> [Directions for this task]
Determine how many lines of the data below contain "instance", then give only that number.

> [Stored dataset items]
- - - -
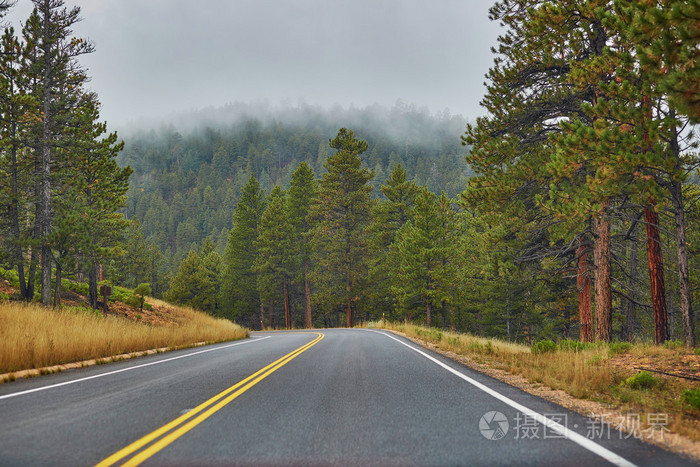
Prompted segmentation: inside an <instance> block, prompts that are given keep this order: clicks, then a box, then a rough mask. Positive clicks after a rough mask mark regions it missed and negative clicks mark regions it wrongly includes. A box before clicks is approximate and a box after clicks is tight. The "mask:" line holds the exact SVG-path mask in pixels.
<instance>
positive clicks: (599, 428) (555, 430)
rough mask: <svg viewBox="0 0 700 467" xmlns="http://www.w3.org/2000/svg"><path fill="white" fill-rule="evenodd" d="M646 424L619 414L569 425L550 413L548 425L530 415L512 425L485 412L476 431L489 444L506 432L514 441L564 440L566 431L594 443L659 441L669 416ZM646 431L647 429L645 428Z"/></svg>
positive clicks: (556, 416)
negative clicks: (571, 431)
mask: <svg viewBox="0 0 700 467" xmlns="http://www.w3.org/2000/svg"><path fill="white" fill-rule="evenodd" d="M645 415H646V423H643V420H642V414H638V413H629V414H626V415H623V414H620V416H619V417H615V416H614V415H612V414H594V413H591V414H589V415H588V417H586V418H583V419H582V420H581V419H578V420H577V421H578V423H573V424H571V425H570V424H569V419H568V414H565V413H550V414H544V417H545V418H546V419H547V423H544V422H543V421H542V420H541V418H538V417H536V416H535V415H533V414H529V413H527V414H526V413H520V412H518V413H516V414H515V416H514V417H513V420H512V424H511V423H509V422H508V419H507V418H506V416H505V415H503V414H502V413H501V412H498V411H496V410H492V411H490V412H486V413H485V414H484V415H483V416H482V417H481V419H480V420H479V431H481V434H482V435H484V438H486V439H490V440H492V441H498V440H499V439H503V438H505V437H506V435H507V434H508V430H509V429H511V431H512V432H513V437H514V439H519V440H520V439H526V440H527V439H549V438H566V437H567V435H566V432H567V430H571V429H574V430H578V432H579V433H581V434H583V430H584V429H585V430H586V435H585V436H586V438H588V439H591V440H595V439H612V438H613V437H616V438H617V437H619V439H629V438H635V439H643V438H646V439H652V438H654V439H659V440H663V439H664V435H665V434H666V433H670V432H671V430H670V429H669V416H668V414H665V413H648V414H645ZM645 427H646V428H645Z"/></svg>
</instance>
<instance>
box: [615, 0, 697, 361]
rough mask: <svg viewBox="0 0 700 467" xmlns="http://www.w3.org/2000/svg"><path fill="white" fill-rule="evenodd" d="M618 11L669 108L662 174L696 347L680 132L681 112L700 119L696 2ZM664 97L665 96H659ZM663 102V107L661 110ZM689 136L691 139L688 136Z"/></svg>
mask: <svg viewBox="0 0 700 467" xmlns="http://www.w3.org/2000/svg"><path fill="white" fill-rule="evenodd" d="M616 7H617V10H618V11H622V12H624V13H625V14H627V15H629V16H632V18H633V22H632V26H631V27H629V28H627V31H626V32H627V38H628V40H629V41H630V42H631V43H632V44H634V45H635V47H636V50H635V51H636V53H637V55H638V57H639V61H640V70H641V74H642V75H643V76H644V77H645V78H646V79H648V80H651V81H653V82H654V83H657V84H658V86H655V87H654V88H653V89H654V90H655V91H656V92H657V93H661V95H662V96H663V95H664V94H666V95H668V101H669V107H670V108H669V111H668V113H667V115H666V118H665V119H664V120H665V122H664V123H663V128H664V129H665V130H666V131H662V135H663V133H666V135H665V136H662V140H665V142H666V145H667V147H666V149H665V158H666V159H667V160H670V161H672V162H673V166H672V167H671V166H670V164H667V166H666V167H665V168H663V169H662V172H665V173H666V182H663V181H662V182H661V184H662V185H665V187H666V188H667V189H668V191H669V193H670V197H671V202H672V205H673V211H674V221H675V230H676V254H677V258H678V278H679V286H680V295H681V312H682V315H683V340H684V341H685V344H686V345H687V346H688V347H694V346H695V325H694V316H693V309H692V294H691V287H690V271H689V267H688V262H689V260H688V246H687V241H686V237H687V235H686V227H685V223H686V222H685V211H686V208H685V203H684V195H683V181H684V180H685V179H686V178H687V175H688V173H689V172H690V171H692V170H694V167H695V163H696V162H695V160H696V157H697V156H692V155H689V154H687V153H686V154H682V153H681V140H682V138H681V131H682V129H683V128H684V127H685V121H684V120H685V119H684V118H682V115H683V114H685V115H686V116H688V117H689V118H690V120H691V121H692V122H695V123H697V122H698V121H700V105H699V103H700V98H699V97H698V96H699V95H700V88H698V71H697V70H698V68H697V66H695V65H694V64H695V63H696V62H697V59H698V48H697V44H698V41H699V40H700V30H699V29H698V26H697V24H698V19H700V2H699V1H697V0H693V1H689V2H686V1H675V0H670V1H663V2H656V3H655V2H648V1H641V0H640V1H636V2H616ZM662 99H663V97H662ZM665 107H666V106H664V108H665ZM691 138H692V137H691ZM656 181H657V182H658V181H659V180H658V177H656Z"/></svg>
- - - -
> [Exercise response]
4